(Coordinate labeling data)
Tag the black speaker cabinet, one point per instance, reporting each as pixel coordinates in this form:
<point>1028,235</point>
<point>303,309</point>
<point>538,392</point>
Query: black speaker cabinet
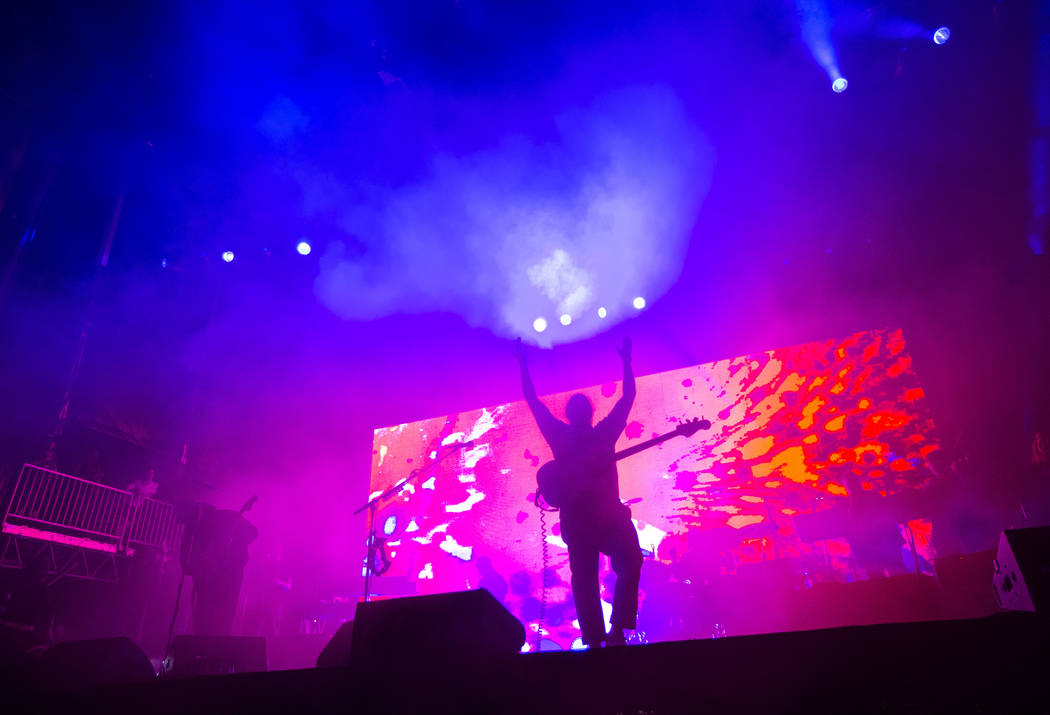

## [TO DO]
Could you turn every line of the rows above into a numbered list, skipping blank lines and leaving the pictures out?

## [EXERCISE ANSWER]
1. Tag the black speaker cabinet, one point per instance, reporting each as pixel coordinates in this form:
2. <point>1028,235</point>
3. <point>303,309</point>
4. <point>538,392</point>
5. Query: black speaker cabinet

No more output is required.